Assigned task: An identical copy of all the records is what the answer must contain.

[Dataset entries]
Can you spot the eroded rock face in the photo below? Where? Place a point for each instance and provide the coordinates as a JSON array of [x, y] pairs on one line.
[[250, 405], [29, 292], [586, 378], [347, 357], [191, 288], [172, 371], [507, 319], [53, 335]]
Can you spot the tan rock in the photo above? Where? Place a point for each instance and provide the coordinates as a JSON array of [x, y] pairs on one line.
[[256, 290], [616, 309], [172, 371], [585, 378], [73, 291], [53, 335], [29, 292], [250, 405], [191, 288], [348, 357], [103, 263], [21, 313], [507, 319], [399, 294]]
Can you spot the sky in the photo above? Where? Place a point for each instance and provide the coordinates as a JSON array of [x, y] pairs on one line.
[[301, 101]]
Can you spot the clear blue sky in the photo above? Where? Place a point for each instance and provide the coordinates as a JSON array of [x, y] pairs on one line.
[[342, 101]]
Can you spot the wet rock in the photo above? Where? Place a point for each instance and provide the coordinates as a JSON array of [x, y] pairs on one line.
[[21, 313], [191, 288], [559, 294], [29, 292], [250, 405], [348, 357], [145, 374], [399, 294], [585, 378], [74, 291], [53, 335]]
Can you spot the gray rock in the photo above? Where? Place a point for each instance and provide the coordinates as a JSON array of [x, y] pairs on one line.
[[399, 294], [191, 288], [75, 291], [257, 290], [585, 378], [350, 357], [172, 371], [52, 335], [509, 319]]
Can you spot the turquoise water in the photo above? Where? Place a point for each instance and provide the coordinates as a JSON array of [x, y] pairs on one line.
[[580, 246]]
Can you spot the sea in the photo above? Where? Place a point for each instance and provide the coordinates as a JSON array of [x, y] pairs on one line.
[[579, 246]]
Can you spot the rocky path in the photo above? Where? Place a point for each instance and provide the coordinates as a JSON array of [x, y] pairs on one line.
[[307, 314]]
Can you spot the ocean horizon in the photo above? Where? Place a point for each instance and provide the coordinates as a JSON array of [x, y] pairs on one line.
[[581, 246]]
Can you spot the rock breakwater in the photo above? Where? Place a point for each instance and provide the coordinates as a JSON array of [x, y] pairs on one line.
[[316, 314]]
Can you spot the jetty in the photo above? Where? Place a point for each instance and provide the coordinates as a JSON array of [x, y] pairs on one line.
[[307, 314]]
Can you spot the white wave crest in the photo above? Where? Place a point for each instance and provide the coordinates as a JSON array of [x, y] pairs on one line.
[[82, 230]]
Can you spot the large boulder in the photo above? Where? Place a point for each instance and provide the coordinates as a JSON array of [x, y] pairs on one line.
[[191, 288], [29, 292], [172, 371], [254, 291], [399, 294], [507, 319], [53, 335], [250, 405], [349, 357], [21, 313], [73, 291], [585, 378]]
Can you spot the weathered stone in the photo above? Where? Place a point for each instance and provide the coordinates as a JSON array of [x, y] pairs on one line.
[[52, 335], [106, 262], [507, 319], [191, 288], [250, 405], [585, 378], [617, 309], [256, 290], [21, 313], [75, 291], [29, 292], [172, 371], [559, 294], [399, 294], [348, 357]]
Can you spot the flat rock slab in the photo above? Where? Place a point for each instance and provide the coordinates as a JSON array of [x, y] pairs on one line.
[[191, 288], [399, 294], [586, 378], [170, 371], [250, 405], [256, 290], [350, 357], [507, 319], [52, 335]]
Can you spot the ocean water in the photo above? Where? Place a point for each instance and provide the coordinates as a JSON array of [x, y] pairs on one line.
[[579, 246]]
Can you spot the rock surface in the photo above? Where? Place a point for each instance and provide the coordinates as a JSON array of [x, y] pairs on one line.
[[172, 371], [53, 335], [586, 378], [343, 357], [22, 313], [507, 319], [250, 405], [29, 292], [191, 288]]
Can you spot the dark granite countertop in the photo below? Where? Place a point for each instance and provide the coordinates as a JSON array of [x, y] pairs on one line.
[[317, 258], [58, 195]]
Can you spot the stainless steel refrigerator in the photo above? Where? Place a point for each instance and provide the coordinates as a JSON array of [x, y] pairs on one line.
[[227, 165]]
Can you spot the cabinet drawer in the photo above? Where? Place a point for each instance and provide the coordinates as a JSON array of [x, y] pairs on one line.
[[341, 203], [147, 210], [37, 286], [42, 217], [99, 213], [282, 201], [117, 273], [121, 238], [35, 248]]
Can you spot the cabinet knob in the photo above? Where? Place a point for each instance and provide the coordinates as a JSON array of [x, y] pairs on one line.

Solution below:
Can you spot the eroded rock face in the photo below? Where? Place a point for each instance and provide the coordinates as a JSON array of [x, y] pairs on one line.
[[250, 405], [29, 292], [586, 378], [347, 357], [191, 288], [172, 371], [507, 319], [53, 335]]
Can you spot the tan rock in the photo above? Where? Place a point for each instance and provide the coordinates as a JSON array of [x, y] pairs on one line.
[[256, 290], [616, 309], [172, 371], [585, 378], [73, 291], [53, 335], [29, 292], [250, 405], [191, 288], [348, 357], [103, 263], [21, 313], [507, 319], [399, 294]]
Can you spot the sky in the photo above? Where? Place a point for each instance and provide the coordinates as a JSON array of [x, y] pairs on one line.
[[301, 101]]
Can you spot the clear blue sky in the photo above? Where? Place a point for each instance and provide the coordinates as a JSON array of [x, y] pairs on one line.
[[342, 101]]
Can you spot the wet rock in the photo above? Where? Place a point for each instance and provide the coordinates as a JSON array of [x, y] pairs on one line.
[[21, 313], [191, 288], [559, 294], [29, 292], [250, 405], [348, 357], [145, 374], [399, 294], [585, 378], [74, 291], [53, 335]]
Can you spot the gray rock in the photo above? Where? Place a point for each instance and provide the coordinates as a JSON array of [x, y] pairs on one line.
[[399, 294], [191, 288], [75, 291], [257, 290], [585, 378], [350, 357], [172, 371], [52, 335], [509, 319]]
Can you spot the turquoise water in the photo above? Where? Place a point for each instance and provide the coordinates as a JSON array of [x, y] pairs on one line.
[[580, 246]]
Can you spot the sea in the photo above? Where? Place a point for each instance and provide the coordinates as a JSON array of [x, y] pairs on one line.
[[579, 246]]
Can you spot the rocky path in the photo above? Where? Place a point for each instance and provide the coordinates as a JSON array of [x, y] pairs on one line.
[[307, 314]]
Can you spot the ocean horizon in the photo above? Where? Place a point for each instance and provide the coordinates as a JSON array of [x, y] pairs on one line.
[[581, 246]]
Can you spot the rock breakwater in the photo above? Where? Place a point for each instance and provide the coordinates as a JSON array of [x, y] pairs on one line.
[[316, 314]]
Can you spot the jetty in the photo above? Where? Place a point for each instance and provide the coordinates as a JSON array of [x, y] pairs on one line.
[[307, 314]]
Can you spot the white wave crest in the photo above? Where? Place a point for each instance and provide the coordinates as a JSON array of [x, y] pairs on one line.
[[82, 230]]
Can you spot the large boulder in the photo above? Where? Place a point for each instance and provide the coordinates as a JSON array of [x, y] pairs on one line.
[[191, 288], [29, 292], [172, 371], [254, 291], [399, 294], [507, 319], [53, 335], [250, 405], [349, 357], [21, 313], [73, 291], [585, 378]]
Can you spot the weathered stone in the photo above? Where? Place a point for each instance and provide the coordinates as a JSON array of [x, y] pairs on one line.
[[52, 335], [106, 262], [507, 319], [191, 288], [250, 405], [585, 378], [617, 309], [256, 290], [21, 313], [75, 291], [29, 292], [172, 371], [559, 294], [399, 294], [348, 357]]
Can you spot the flat rock slab in the photo above? Where? Place a point for each instance and provide the coordinates as a JSON array of [x, y] pairs on one line.
[[191, 288], [399, 294], [586, 378], [170, 371], [250, 405], [256, 290], [350, 357], [507, 319], [52, 335]]
Can you spot the ocean water in the photo above? Where? Place a point for each instance and provide the coordinates as a JSON array of [x, y] pairs on one line.
[[579, 246]]
Can you spot the rock surface in the photo above? Where? Place a point for each instance and provide the coordinates as a JSON array of [x, y] pairs on one line.
[[172, 371], [53, 335], [586, 378], [343, 357], [22, 313], [507, 319], [250, 405], [29, 292], [191, 288]]
Can you spot the dark granite countertop in the photo below? Where? Place a point for each instance and provide the coordinates as a JSON array of [x, y] pairs on one line.
[[317, 258], [58, 195]]
Can you spot the stainless steel refrigerator in the photo above? Where? Place a point for each instance and provide the coordinates as a JSON array of [x, y] pairs on one line.
[[227, 165]]
Can you spot the cabinet drawer in the photo above? Where? Place a point for each instance and provide the coordinates as a JSON array of [x, y] pairs on one line.
[[341, 203], [147, 210], [37, 286], [42, 217], [99, 213], [282, 201], [117, 273], [121, 238], [35, 248]]
Can you spot the cabinet knob in the photo above? Where? Place a point for each instance and provide the coordinates as a JSON array of [x, y] pairs on one line.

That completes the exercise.